* What to do: Working through the data below, reproduce word for word the line with "Query: deep blue sea" and every line after it, both ends included, and omit the pictures.

(Point-per-instance localization data)
....

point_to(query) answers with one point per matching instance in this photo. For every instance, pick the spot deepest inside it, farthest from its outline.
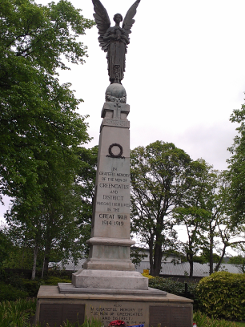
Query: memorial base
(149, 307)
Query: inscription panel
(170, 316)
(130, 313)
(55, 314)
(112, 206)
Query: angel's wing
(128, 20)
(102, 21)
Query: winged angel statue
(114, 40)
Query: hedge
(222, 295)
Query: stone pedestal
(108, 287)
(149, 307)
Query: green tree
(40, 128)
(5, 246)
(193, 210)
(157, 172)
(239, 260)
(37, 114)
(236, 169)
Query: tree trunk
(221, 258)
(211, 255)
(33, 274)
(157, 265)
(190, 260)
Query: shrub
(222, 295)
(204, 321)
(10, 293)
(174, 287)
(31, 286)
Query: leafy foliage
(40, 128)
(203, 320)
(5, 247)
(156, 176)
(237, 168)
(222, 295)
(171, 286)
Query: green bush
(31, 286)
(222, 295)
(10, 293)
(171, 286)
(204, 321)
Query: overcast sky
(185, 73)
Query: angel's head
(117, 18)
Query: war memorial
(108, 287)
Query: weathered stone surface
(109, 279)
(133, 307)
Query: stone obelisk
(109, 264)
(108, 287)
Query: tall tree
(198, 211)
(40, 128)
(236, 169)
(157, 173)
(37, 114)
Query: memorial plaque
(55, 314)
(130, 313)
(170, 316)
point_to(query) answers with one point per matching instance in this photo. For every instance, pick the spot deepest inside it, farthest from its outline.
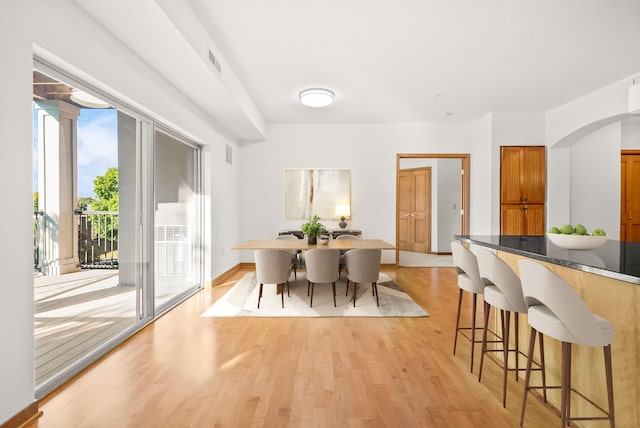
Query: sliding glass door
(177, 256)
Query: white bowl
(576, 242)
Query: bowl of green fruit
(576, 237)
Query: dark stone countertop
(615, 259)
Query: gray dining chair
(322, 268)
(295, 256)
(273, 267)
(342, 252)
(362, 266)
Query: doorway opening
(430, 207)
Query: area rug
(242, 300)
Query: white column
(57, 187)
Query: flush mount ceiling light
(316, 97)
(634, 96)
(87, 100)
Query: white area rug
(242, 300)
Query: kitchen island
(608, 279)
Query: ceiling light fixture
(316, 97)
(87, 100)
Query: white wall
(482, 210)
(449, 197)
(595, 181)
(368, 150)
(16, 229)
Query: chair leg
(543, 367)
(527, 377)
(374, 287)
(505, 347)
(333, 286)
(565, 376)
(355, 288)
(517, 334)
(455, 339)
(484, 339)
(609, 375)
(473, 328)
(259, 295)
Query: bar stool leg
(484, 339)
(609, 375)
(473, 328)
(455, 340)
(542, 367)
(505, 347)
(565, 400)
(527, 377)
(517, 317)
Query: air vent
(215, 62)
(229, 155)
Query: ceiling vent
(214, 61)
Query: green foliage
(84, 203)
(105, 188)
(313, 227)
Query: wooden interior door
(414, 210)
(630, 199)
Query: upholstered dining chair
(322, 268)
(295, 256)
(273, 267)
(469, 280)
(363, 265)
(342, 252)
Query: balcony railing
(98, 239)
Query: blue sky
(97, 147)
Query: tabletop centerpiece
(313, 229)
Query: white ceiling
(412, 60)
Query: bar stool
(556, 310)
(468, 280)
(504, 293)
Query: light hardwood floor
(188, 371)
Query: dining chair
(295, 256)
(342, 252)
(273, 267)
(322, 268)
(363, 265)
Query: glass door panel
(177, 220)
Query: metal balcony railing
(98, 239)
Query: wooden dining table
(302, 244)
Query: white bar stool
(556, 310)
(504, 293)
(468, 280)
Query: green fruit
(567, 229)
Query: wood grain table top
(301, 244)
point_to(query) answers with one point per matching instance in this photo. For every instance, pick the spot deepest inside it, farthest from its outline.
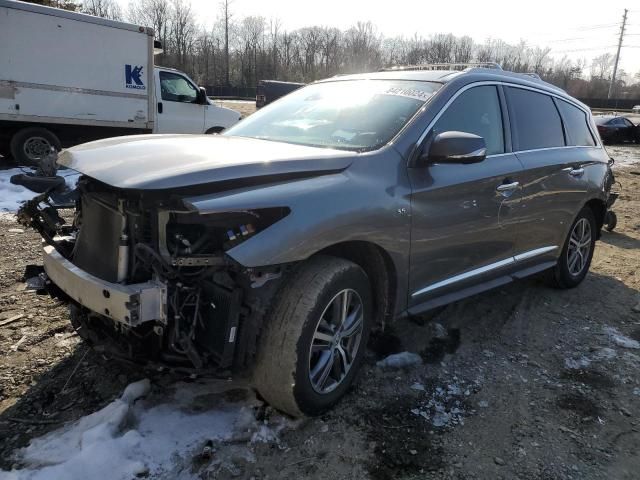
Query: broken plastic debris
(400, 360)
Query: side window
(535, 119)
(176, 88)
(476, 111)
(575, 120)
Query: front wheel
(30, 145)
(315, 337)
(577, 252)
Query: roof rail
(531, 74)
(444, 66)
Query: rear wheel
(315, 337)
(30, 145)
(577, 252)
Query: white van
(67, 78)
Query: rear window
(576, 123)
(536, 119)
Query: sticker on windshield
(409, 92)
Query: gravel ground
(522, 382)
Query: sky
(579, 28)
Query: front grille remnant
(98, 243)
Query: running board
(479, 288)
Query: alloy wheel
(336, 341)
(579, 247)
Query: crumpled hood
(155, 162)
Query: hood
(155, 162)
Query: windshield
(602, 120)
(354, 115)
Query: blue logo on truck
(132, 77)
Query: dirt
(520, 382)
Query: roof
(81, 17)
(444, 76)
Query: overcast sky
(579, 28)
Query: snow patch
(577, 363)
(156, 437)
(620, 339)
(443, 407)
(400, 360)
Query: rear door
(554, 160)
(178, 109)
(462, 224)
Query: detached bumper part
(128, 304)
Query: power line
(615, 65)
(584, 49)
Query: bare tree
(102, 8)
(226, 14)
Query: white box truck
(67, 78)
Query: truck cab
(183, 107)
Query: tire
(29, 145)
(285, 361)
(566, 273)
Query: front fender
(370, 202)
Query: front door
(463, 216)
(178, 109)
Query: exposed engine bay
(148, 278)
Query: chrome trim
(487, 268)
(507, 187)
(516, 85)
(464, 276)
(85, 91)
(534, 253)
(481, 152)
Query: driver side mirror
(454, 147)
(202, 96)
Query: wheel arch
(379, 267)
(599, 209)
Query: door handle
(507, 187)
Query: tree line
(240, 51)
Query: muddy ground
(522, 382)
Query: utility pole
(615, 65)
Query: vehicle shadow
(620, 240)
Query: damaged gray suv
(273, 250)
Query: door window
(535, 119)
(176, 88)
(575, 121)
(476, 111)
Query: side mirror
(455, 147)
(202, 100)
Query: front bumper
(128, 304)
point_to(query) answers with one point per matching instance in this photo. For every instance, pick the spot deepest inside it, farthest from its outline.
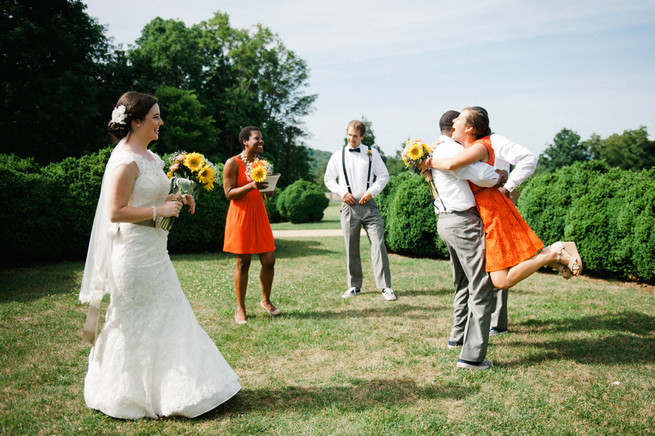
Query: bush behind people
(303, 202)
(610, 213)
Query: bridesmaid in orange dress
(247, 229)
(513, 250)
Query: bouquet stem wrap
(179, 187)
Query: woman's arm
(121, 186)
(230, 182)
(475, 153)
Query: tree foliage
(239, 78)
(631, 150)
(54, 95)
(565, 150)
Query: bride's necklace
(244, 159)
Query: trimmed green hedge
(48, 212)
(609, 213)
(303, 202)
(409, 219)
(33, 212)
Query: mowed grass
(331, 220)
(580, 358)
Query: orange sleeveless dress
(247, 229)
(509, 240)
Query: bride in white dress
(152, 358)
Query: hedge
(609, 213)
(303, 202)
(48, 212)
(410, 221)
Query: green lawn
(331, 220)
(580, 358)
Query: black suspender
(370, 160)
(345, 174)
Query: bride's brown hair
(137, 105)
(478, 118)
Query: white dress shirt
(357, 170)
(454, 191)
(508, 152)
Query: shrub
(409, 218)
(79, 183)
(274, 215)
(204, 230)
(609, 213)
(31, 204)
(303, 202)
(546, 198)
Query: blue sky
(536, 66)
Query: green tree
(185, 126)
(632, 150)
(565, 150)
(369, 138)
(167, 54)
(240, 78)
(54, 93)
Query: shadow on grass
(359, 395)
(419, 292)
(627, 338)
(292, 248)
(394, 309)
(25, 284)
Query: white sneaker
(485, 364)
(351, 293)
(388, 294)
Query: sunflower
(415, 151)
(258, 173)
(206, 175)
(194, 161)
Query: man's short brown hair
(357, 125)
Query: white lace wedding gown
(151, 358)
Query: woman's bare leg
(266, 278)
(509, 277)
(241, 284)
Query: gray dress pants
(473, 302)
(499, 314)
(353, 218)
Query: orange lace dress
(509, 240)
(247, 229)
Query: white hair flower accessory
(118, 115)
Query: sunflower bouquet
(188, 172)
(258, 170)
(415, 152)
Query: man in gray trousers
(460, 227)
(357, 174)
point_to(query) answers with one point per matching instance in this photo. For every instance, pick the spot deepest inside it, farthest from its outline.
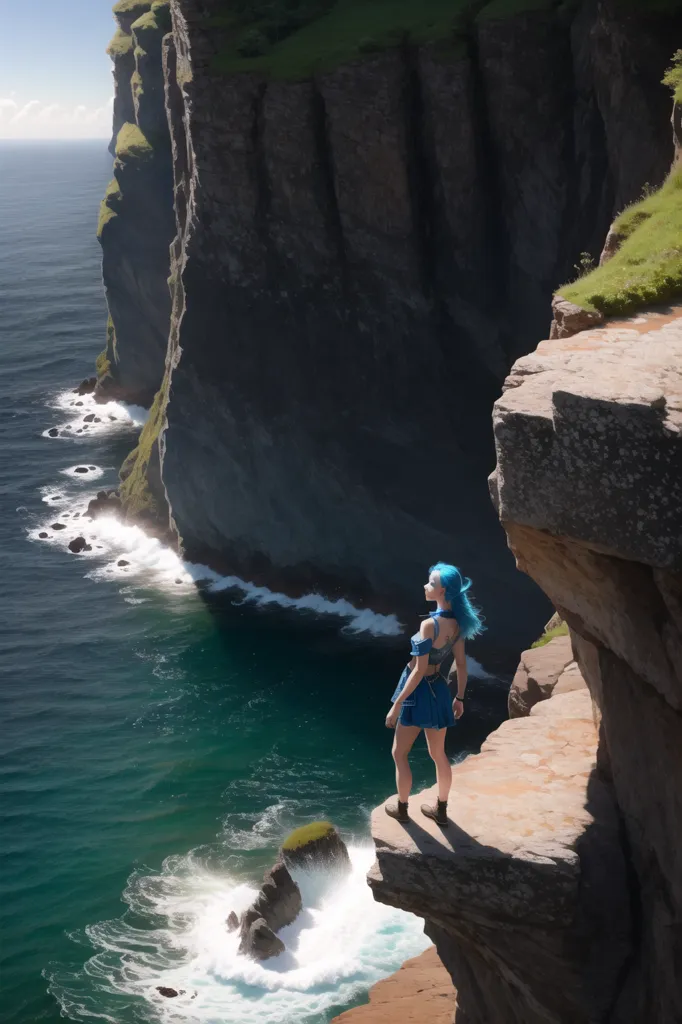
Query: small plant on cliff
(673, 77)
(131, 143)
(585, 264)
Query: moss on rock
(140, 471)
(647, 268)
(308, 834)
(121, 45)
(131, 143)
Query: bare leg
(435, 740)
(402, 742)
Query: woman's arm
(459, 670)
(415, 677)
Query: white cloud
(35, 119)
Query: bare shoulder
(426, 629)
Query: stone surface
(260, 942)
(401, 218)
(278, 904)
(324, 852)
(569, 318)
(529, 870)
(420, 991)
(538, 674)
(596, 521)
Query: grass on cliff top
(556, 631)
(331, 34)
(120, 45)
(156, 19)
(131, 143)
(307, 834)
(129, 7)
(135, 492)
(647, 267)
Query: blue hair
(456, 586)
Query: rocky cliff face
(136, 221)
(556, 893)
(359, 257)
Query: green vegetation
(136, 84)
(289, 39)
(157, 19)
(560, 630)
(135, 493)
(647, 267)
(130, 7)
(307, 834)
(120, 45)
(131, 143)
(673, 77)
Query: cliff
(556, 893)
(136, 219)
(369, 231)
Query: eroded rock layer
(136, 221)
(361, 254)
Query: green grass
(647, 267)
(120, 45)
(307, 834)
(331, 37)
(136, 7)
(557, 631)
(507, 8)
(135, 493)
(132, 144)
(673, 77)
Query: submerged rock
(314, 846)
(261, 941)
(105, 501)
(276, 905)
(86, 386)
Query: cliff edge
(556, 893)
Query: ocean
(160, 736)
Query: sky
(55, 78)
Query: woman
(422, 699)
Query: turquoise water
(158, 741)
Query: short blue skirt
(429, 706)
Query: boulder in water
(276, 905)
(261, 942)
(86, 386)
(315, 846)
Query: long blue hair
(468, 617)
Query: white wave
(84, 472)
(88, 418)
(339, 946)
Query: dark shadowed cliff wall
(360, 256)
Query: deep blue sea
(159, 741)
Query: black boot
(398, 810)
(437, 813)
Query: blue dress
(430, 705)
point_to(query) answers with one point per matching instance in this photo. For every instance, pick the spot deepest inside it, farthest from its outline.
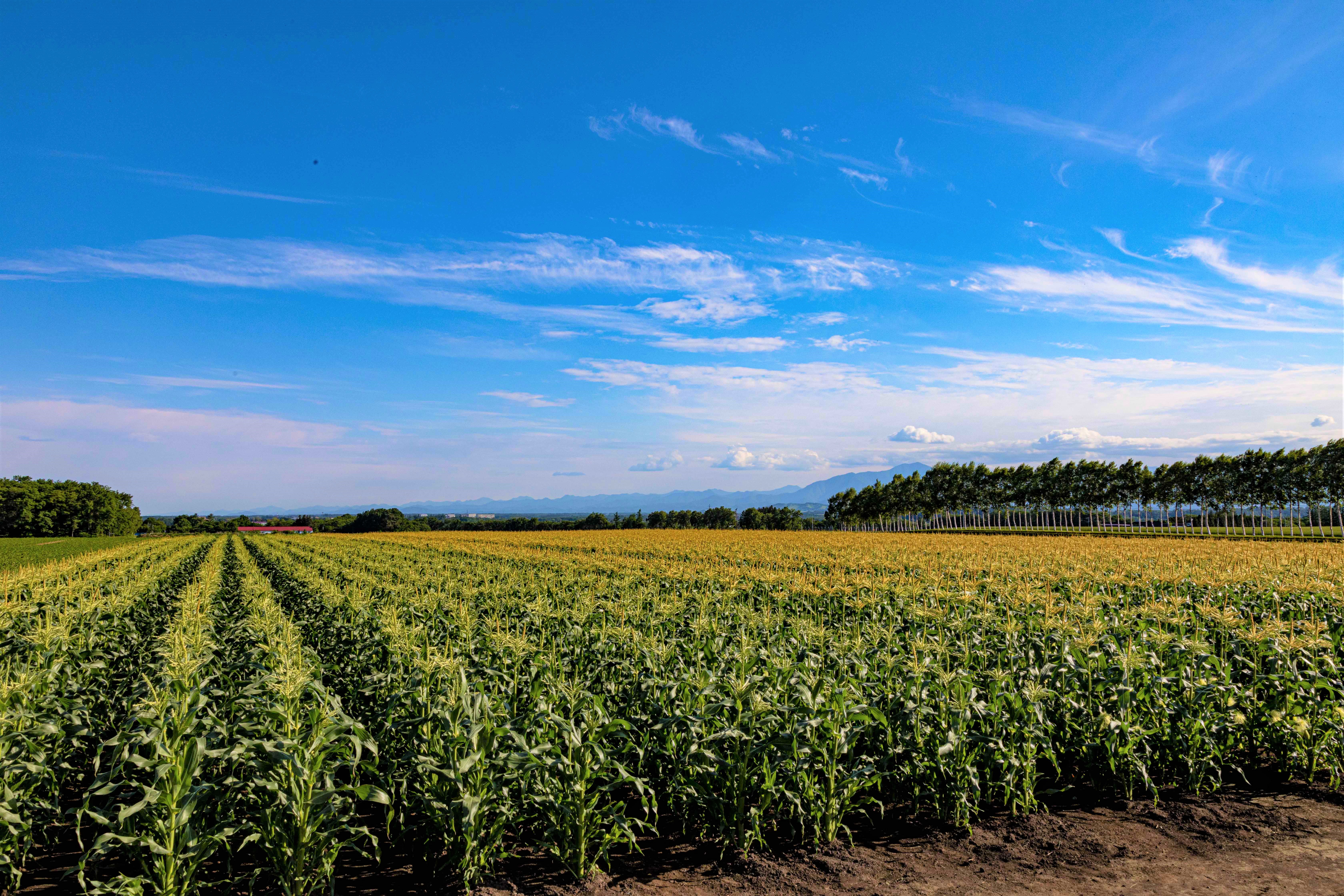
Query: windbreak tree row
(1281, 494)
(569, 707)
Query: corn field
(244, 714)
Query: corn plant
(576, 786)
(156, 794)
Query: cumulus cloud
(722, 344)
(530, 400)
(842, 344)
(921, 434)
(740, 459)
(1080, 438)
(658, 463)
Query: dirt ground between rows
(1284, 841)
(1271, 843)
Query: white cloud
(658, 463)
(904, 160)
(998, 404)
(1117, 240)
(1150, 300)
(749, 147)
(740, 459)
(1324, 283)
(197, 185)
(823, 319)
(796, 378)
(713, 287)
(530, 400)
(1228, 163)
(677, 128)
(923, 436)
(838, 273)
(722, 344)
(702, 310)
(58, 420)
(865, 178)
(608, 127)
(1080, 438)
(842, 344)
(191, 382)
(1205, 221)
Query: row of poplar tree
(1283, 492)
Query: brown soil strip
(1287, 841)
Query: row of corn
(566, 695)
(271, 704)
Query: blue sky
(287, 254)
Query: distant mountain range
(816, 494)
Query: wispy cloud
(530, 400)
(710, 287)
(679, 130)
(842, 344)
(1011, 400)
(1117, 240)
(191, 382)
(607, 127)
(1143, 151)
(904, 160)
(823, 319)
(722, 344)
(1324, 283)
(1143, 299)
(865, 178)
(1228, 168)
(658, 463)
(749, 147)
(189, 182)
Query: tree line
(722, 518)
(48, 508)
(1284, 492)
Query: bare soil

....

* Answer to this problem:
Query: deep blue sea
(159, 741)
Query: black boot
(398, 810)
(437, 813)
Query: blue dress
(430, 705)
point_to(query) answers with one point per matching instance in this photo. For every instance, pick the spot deepest inside it, farthest from its outline.
Query: windbreak tree row
(1281, 494)
(569, 707)
Query: corn field
(244, 714)
Query: corn plant
(576, 786)
(156, 794)
Query: cumulus cloud
(722, 344)
(530, 400)
(842, 344)
(921, 434)
(740, 459)
(1080, 438)
(658, 463)
Query: dirt ground between rows
(1284, 841)
(1271, 843)
Query: white cloud
(658, 463)
(904, 160)
(998, 404)
(1117, 240)
(1150, 300)
(749, 147)
(740, 459)
(1324, 283)
(197, 185)
(823, 319)
(796, 378)
(713, 287)
(530, 400)
(1228, 163)
(677, 128)
(923, 436)
(838, 273)
(722, 344)
(702, 310)
(58, 420)
(865, 178)
(608, 127)
(1080, 438)
(842, 344)
(191, 382)
(1205, 221)
Query: row of poplar tree
(1283, 492)
Query: brown soil strip
(1287, 841)
Query: row of corn
(566, 695)
(271, 704)
Query: blue sky
(287, 254)
Query: distant mountain range
(816, 494)
Query: wispy cloud
(530, 400)
(710, 287)
(679, 130)
(842, 344)
(1011, 400)
(1117, 240)
(191, 382)
(607, 127)
(1143, 151)
(904, 160)
(823, 319)
(722, 344)
(1324, 283)
(1143, 299)
(865, 178)
(1228, 168)
(658, 463)
(749, 147)
(189, 182)
Query: tree line
(722, 518)
(48, 508)
(1284, 492)
Query: bare soil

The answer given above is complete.